*Source excerpt*:
────────────────

The Land Use Committee has been busy, Spigner said, working with the Site Selection Subcommittee, chaired by Noach Deer, in finding locations for the homeless shelters the mayor has proposed. Spigner said he supports the fair distribution of "burdens and benefits" outlined by the charter. Before "less expensive areas", he said, often became "dumping grounds" for social services.

For example, he said, Queens Community Board 12, in Spigner's home district, has 50 percent of the homeless population in the borough and they have been slated to get 2 more sites.

Spigner said we must differentiate between the traditional definition of homeless - those displaced by fire or other disaster - and those that suffer from mental illness or alcoholism who need additional services. Once you separate out those with complex problems and put them in a different setting, he said, "The remaining might be more easily placed."

On whether or not he is anxious to head the Land Use Committee, Spigner said: "If nominated, I'll run. If selected, I'll serve."

Eisland Headed Community

Planning Board

"I believe development is the engine that drives this city, but it has to be rational," said Councilwoman Eisland. "You can't do it at the moment. There has to be long-range planning."

A member of the council since 1979, Eisland's district includes: Kingsbridge, Kingsbridge Heights, Fordham Hill, Riverdale, Woodlawn and parts of Bedford Park, Marble Hill and Wakefield. Co-op City was part of her district until the recent redistricting.

The councilwoman arrived at elected office via community board work. Other positions, she was formerly the chair of Community Planning Board 8.

Eisland said she is a proponent of landmarks, but proposed designations, she said, are sometimes "overreaching." While Eisland also voted against the landmarking of the Antonin Dvorak House, she voted in favor of the Tribeca Historic District. She did support, however, excluding some properties that were on the periphery. Eisland said she helped in the effort to create the first historic landmark district in the North Bronx - the Riverdale Historic District. The approximately 100 homeowners there, she said, were in favor of the landmarking, but one owner objected because his house was built later than the others. As a result, Eisland said, they created a two-tier system that created a cutoff date for newer properties. When asked if she supported doing the same for commercial owners, Eisland said, the idea had never been presented to her.

────────────────

*Data excerpts*:

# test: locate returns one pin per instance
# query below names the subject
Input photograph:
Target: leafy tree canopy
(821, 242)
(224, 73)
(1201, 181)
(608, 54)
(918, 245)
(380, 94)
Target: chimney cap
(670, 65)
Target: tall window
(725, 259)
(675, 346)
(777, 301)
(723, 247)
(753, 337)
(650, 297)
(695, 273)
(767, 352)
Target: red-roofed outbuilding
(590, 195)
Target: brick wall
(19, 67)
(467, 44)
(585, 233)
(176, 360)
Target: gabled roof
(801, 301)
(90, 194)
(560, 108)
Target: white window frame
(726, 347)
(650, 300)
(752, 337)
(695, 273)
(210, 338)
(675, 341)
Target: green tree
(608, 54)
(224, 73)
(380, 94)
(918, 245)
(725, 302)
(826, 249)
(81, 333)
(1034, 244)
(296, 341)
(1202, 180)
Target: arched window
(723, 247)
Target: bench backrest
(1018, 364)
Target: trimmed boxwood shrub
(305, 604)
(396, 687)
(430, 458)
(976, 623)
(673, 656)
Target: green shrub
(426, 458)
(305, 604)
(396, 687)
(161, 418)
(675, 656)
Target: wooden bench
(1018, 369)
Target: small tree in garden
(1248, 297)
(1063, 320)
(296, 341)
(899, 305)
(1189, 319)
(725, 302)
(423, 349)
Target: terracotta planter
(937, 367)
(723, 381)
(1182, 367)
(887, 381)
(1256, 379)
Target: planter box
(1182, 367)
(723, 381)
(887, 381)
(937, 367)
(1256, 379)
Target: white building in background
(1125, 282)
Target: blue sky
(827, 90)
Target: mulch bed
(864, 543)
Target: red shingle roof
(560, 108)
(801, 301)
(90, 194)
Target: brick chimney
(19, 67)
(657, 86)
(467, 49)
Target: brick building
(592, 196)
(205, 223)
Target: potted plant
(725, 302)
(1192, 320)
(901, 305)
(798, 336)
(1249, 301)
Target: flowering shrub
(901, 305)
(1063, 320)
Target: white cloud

────────────────

*Goal*: Resume the article on City Council members and land use, picking up after its last sentence. The data has nothing to do with this.

*Written answer*:
Eisland says she believes in zoning and planning that will prevent residential areas from becoming overbuilt. While chairing Community Planning Board 8, she said, the board created "a master plan" for the Riverdale, Kingsbridge, Kingsbridge Heights, Marble Hill, and Van Cortland Village areas. It was this master plan, she said, that led her to vote against the Tibbetts Gardens project in the Bronx. The area surrounding the project was in need of more schools, she said, and more housing units would have intensified that need.

While Eisland said she would gladly accept the new position, if not chosen, she would continue to enjoy her position at transportation. Eisland said she has been a leader in forging alternate forms of transportation such as water-borne transportation. She also believes transportation should be an integral part of land use planning residential and commercial uses.

On the issue of party loyalty, Eisland acknowledged that she "works well with leadership." She said, however, that she is a moderate.

"That doesn't mean I don't reserve my right to disagree," she said. "I consider myself someone who considers each project on the merits."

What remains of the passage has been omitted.